▶ _Passage provided_

R.I.P. Destination Unknown

Well, the jerks of the Internet have taken their toll again. One of my personal favorite blogs has been taken down due to the actions of a few unkind persons and their flame blog.

I am very saddened by this as Christian’s Destination Unknown blog has been one of my biggest inspirations in the blogging realm and I would bet that somewhere around 30% of my posts we’re inspired or encouraged by his posts. Heck, I copied numerous maps designs from him, one just last week. My Lapsus Calumni zine is a direct inspiration of his work.

Christian is a great guy with an awesome personality and I am very sad to see him go. I certainly hope comes back with a vengeance.

[Risus] The “Problem” With Risus

Over on the Yahoo mailing list [Risustalk] Brent Wolke of the 8 Page Worlds has really summed up Risus and reasons people have issues with the game. I humbly admit that I have struggled with the system for years, probably for the reasons he mentions here.

I have come to the realization that my past in traditional games such as D&D has soured my ability to easily change modes and thoroughly enjoy a system such as Risus, but I am working on it. His recent work on his Old School Risus module has really put the game in a light I had not seen it in previously and inspired me to write my own little module. This week I am working on a second, much more ambitious module that should showcase the non-combat aspects of the game, least that is the goal. Instead of a combat laden dungeon crawl, this will be a murder mystery set in a blizzard locked inn.

Enough of that nonsense, here is Brent’s very astute  thoughts*:

Risus is a game of beauty. Sublime. It was built for comedy, but serves just as well for serious gaming. Ah, but therein lays a nasty issue, the so-called, “problem”. Built for comedy, it plays to its strengths. Take it out of its natural niche, and it requires effort from the players. It becomes a horrific hybrid of old school gaming and indie narrative style that can be a shock to the system, unless you have a penchant for horrific hybrids. Lemme’ explain.

▶ _Given instruction a_
Pick out every line of the records that contains the string "night", treating case as significant.

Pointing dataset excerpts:
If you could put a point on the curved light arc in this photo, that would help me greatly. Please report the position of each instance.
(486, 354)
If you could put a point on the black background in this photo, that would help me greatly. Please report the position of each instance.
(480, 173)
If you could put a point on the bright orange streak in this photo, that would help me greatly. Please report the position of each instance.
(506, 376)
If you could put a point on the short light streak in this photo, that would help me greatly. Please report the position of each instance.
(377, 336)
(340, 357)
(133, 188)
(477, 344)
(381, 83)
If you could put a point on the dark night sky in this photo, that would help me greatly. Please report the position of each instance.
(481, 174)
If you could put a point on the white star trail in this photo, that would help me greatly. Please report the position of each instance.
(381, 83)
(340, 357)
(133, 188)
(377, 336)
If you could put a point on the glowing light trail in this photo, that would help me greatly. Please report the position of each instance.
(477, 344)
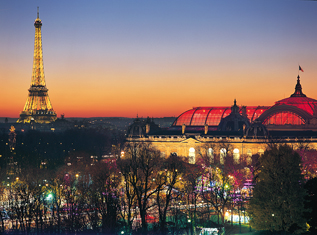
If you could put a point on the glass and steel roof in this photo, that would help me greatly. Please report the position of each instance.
(199, 116)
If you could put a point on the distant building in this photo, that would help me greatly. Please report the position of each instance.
(246, 129)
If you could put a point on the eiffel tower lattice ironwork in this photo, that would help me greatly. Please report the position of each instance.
(38, 107)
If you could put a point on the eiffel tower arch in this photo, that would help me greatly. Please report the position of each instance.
(38, 107)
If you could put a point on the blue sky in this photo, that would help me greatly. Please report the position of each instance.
(104, 57)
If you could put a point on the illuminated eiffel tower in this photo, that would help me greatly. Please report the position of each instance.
(38, 107)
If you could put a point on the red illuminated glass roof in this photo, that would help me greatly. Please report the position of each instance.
(199, 116)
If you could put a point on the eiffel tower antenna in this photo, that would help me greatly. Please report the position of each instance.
(38, 107)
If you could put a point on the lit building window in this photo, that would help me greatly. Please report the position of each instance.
(210, 154)
(191, 156)
(223, 154)
(284, 118)
(236, 156)
(249, 156)
(261, 152)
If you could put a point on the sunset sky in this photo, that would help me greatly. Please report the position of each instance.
(157, 58)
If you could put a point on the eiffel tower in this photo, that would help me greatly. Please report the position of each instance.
(38, 107)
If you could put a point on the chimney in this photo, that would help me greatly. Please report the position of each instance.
(183, 128)
(206, 129)
(147, 128)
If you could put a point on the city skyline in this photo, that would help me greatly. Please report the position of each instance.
(146, 58)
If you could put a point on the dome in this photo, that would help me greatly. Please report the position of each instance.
(295, 110)
(299, 100)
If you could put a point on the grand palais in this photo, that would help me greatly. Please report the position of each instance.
(242, 130)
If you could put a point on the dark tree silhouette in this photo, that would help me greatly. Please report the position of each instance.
(278, 196)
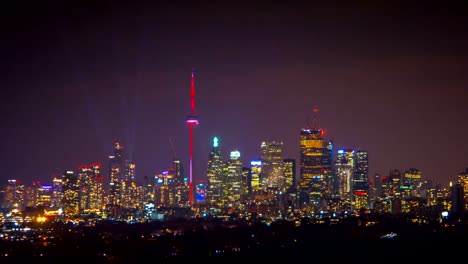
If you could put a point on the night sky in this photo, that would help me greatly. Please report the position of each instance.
(389, 79)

▶ _Given instruction b_
Alter the blog post by reproducing everything from "Christian is a" down to "he mentions here.", substituting "discussion group" for "mailing list".

▶ _Full solution a_
If you could put a point on the dark night sky in this photo, that would help me greatly. Please report the position of each instance.
If you could put a point on the night sky in this photo, that would help me greatly. Please report the position of each instance.

▶ _Full solution b_
Christian is a great guy with an awesome personality and I am very sad to see him go. I certainly hope comes back with a vengeance.

[Risus] The “Problem” With Risus

Over on the Yahoo discussion group [Risustalk] Brent Wolke of the 8 Page Worlds has really summed up Risus and reasons people have issues with the game. I humbly admit that I have struggled with the system for years, probably for the reasons he mentions here.